• **Exercise**: The lines wanted are those in the data below that include "comforter".

• **Records shown**:
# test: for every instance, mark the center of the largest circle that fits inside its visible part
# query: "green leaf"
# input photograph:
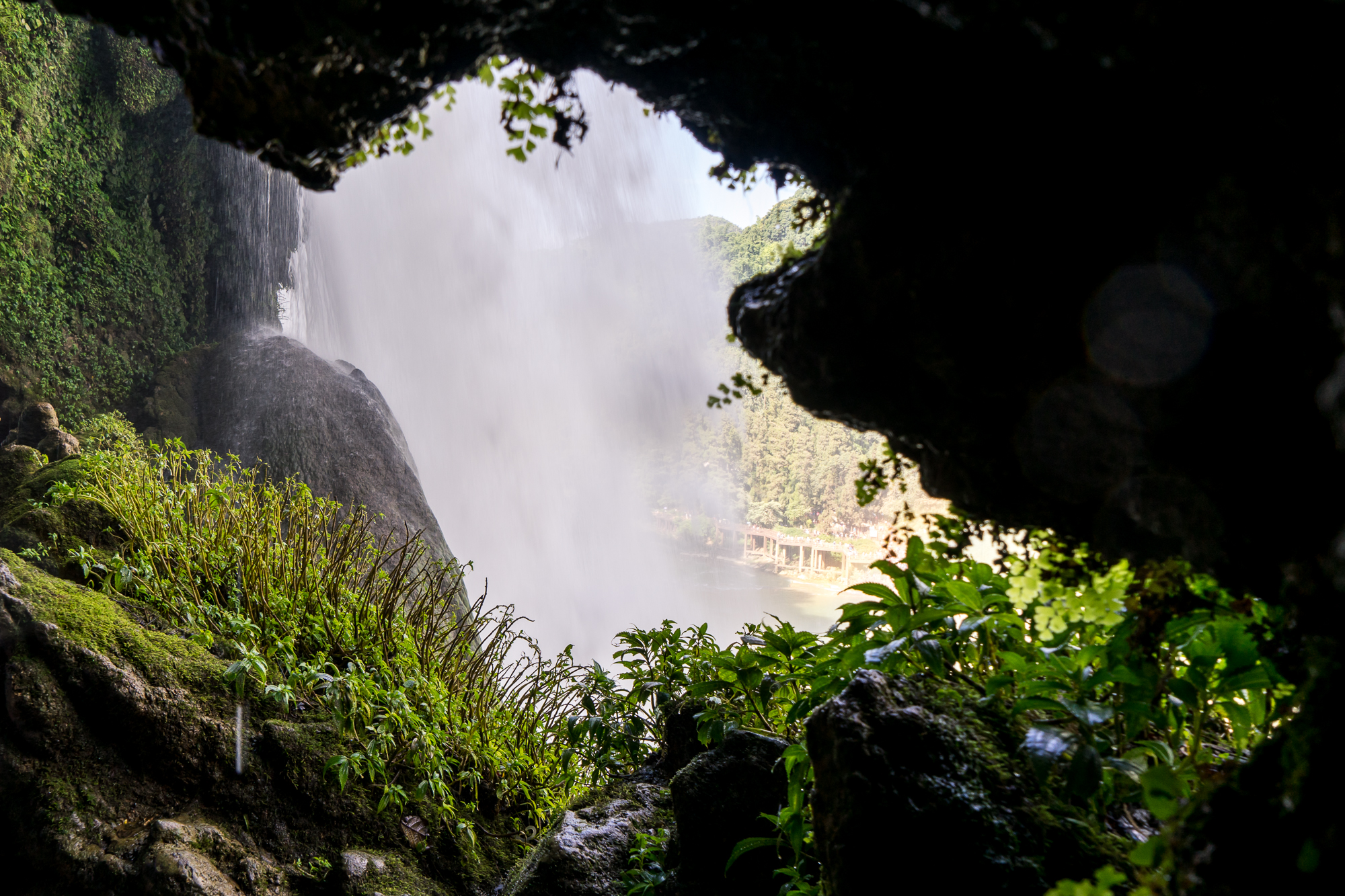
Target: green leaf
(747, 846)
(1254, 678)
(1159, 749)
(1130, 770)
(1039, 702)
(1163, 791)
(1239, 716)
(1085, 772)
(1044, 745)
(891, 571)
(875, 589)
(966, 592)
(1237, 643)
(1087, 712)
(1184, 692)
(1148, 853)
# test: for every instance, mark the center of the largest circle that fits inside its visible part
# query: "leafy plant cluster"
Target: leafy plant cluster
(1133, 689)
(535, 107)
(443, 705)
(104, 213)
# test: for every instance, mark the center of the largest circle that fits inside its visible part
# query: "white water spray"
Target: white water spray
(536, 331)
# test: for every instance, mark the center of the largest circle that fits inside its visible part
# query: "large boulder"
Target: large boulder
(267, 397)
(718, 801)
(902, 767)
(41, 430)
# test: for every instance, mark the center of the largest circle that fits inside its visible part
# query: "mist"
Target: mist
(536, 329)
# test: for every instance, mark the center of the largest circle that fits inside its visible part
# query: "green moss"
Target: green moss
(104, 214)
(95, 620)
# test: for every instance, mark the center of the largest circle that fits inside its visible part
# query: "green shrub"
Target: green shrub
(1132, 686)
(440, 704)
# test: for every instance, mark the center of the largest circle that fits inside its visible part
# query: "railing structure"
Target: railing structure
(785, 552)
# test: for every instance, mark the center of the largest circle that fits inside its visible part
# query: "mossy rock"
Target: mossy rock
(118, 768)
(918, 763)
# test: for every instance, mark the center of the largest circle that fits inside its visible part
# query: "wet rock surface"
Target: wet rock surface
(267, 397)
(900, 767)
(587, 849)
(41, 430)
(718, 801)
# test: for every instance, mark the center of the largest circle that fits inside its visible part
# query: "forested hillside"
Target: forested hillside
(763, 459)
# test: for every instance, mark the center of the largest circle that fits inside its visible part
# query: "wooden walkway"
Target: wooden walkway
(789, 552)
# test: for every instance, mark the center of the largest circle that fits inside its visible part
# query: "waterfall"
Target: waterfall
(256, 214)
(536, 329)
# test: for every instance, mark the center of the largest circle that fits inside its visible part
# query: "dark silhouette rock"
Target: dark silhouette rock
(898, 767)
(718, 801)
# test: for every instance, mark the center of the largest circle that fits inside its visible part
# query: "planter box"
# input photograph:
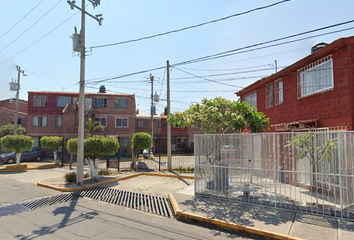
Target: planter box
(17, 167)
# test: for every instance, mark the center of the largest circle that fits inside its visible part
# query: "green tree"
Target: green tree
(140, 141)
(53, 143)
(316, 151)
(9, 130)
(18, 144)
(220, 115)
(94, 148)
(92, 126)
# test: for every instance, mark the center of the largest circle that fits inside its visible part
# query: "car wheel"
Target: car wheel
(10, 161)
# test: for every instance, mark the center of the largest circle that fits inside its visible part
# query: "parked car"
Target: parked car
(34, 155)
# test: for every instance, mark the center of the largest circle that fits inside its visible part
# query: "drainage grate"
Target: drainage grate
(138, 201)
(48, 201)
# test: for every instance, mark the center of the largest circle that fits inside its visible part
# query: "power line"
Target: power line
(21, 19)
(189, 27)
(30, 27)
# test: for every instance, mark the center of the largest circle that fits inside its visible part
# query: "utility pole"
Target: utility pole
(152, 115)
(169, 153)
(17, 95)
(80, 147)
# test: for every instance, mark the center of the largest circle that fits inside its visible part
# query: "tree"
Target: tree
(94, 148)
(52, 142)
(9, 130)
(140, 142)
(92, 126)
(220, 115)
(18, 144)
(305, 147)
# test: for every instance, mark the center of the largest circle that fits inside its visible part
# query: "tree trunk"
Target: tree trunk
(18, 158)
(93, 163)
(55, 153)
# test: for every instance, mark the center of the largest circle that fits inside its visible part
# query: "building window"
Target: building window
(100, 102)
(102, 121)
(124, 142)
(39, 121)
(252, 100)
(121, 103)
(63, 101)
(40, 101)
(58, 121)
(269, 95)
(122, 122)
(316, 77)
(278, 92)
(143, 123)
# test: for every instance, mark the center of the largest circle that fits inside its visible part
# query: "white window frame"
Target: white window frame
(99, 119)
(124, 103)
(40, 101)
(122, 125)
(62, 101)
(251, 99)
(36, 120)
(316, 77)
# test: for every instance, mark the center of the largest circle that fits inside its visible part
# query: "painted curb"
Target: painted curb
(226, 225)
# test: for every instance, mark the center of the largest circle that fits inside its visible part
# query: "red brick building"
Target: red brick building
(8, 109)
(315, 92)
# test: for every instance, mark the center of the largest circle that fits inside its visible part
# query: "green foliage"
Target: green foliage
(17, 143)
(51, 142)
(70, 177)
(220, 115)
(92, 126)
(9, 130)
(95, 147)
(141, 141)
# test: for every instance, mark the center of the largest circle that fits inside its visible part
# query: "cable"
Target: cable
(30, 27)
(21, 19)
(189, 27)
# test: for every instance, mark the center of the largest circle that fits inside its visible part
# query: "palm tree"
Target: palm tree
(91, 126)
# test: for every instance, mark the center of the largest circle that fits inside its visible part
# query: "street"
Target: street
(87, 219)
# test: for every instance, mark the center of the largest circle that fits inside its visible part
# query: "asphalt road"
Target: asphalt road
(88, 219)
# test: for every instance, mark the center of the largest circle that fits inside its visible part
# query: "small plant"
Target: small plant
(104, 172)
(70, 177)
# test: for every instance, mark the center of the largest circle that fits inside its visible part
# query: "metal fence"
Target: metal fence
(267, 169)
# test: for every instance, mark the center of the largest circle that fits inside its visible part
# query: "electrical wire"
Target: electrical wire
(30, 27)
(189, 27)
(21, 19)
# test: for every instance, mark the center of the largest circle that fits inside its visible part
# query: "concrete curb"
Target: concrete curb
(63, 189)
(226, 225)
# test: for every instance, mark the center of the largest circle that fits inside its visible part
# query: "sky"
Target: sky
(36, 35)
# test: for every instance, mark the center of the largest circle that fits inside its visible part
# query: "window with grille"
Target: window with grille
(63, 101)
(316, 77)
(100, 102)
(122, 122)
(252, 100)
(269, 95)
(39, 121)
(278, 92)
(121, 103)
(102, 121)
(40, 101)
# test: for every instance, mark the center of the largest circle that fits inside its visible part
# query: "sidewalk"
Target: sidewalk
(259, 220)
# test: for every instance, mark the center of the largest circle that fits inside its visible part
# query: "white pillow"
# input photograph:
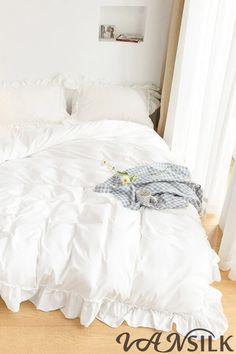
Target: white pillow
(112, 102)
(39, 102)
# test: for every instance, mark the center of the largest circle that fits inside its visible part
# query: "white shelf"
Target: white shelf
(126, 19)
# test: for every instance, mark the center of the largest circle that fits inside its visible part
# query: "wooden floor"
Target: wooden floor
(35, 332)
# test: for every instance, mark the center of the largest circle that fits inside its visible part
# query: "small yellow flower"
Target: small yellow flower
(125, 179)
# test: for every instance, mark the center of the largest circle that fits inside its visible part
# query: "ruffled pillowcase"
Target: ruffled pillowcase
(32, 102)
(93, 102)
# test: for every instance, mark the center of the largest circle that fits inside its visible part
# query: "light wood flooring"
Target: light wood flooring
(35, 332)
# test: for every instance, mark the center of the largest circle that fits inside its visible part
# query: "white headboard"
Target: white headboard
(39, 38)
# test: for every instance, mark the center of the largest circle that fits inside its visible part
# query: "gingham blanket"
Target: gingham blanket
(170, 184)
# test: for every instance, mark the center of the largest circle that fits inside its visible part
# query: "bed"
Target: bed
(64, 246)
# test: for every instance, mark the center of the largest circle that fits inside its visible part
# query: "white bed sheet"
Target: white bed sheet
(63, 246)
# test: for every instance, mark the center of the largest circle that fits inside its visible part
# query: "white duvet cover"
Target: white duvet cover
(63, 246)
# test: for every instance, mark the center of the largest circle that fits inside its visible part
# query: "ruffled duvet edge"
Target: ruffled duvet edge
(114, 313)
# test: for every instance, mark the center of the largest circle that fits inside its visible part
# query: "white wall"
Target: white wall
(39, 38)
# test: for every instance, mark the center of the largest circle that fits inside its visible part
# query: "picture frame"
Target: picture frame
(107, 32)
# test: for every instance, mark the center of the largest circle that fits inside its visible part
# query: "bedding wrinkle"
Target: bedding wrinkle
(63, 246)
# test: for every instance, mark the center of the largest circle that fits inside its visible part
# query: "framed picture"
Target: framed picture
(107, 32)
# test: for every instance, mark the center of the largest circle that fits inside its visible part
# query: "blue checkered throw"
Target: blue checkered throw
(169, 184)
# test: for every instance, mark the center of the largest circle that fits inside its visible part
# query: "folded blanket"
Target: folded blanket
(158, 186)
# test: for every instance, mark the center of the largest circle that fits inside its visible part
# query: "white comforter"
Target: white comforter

==

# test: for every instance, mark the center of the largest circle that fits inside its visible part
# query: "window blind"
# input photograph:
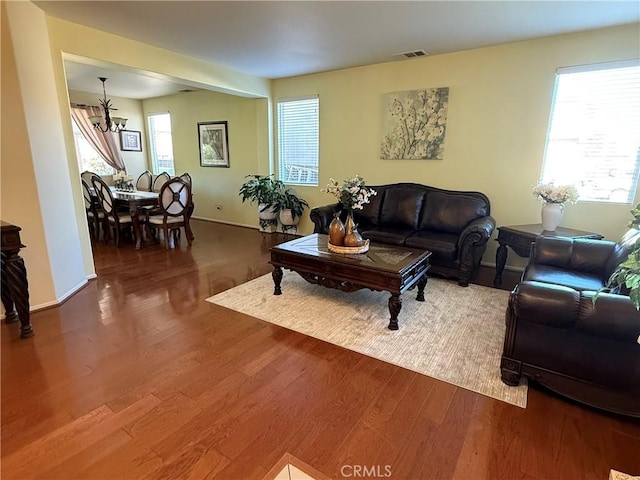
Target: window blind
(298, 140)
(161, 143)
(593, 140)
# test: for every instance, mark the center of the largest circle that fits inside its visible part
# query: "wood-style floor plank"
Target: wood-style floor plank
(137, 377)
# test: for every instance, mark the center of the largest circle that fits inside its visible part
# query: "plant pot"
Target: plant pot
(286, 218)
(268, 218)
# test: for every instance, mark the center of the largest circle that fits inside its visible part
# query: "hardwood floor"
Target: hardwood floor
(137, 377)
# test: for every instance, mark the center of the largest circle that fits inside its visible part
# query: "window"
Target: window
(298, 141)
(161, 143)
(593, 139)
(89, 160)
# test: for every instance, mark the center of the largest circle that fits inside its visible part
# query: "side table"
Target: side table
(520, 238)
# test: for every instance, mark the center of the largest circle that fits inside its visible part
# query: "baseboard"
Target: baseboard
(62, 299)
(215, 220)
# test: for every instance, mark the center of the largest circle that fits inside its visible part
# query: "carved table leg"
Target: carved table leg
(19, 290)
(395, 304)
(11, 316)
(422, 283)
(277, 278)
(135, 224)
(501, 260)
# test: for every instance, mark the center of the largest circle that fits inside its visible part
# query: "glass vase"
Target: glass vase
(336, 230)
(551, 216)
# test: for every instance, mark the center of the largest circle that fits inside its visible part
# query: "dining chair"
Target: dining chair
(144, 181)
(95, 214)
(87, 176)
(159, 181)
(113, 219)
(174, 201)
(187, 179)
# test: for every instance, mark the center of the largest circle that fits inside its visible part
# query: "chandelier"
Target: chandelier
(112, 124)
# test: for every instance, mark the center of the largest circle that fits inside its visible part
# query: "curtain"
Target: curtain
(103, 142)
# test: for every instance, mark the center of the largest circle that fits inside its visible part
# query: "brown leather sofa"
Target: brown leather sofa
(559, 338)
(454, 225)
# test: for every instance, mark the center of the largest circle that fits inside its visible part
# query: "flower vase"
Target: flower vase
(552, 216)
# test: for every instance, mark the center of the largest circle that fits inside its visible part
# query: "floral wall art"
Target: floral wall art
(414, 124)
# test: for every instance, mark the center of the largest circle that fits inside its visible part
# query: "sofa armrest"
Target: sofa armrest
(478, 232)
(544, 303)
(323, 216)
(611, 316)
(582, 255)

--

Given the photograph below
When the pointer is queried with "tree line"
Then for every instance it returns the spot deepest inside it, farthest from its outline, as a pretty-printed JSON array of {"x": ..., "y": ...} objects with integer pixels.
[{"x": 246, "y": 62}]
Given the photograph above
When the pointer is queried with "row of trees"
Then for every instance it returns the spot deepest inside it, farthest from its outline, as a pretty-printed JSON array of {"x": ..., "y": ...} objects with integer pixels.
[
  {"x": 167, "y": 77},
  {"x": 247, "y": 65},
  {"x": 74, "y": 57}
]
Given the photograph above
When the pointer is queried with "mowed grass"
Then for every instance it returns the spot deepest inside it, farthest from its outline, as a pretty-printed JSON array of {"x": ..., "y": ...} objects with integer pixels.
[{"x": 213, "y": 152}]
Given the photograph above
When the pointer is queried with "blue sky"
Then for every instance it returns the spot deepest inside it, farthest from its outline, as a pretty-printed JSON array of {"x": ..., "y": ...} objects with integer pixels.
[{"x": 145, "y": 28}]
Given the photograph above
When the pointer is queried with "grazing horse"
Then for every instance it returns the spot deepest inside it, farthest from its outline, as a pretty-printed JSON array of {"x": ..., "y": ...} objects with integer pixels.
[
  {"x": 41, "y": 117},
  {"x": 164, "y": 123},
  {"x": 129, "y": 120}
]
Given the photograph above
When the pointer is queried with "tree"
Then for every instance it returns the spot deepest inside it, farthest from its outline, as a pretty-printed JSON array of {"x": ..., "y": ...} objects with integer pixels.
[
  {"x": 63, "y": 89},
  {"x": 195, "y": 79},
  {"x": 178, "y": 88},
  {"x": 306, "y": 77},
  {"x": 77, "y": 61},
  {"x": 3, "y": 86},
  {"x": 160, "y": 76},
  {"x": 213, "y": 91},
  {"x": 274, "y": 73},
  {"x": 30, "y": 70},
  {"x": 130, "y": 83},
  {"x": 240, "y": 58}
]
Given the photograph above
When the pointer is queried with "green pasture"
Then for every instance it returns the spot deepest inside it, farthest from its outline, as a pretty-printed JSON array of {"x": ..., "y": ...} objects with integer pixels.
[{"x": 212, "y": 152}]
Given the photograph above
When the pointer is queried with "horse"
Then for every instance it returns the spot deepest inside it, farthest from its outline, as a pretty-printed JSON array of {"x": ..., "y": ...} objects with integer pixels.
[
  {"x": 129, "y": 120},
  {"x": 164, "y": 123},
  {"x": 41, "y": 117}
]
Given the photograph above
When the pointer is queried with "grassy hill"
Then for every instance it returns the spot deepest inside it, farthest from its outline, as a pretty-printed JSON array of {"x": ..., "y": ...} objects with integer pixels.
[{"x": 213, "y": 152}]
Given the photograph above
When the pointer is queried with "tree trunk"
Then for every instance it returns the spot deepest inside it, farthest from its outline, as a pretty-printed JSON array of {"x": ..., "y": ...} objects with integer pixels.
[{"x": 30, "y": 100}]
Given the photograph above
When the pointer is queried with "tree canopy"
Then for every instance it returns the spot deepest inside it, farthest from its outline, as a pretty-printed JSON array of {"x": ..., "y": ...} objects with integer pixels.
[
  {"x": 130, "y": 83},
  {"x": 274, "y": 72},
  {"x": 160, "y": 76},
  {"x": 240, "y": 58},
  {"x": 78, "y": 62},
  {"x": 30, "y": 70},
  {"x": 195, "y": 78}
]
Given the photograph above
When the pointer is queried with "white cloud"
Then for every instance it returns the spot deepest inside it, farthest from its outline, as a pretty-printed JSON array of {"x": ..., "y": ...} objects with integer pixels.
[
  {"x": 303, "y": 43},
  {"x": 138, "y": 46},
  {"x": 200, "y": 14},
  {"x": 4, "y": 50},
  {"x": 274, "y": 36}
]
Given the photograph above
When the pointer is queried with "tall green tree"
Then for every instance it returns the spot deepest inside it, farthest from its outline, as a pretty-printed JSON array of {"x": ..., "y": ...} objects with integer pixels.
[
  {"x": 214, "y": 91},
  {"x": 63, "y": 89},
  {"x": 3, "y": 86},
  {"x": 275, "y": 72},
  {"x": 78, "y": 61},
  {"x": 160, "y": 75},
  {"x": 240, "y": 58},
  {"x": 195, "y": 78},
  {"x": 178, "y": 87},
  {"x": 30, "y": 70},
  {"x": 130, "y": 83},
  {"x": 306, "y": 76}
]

• **Response to this task**:
# query: "white comforter"
Target: white comforter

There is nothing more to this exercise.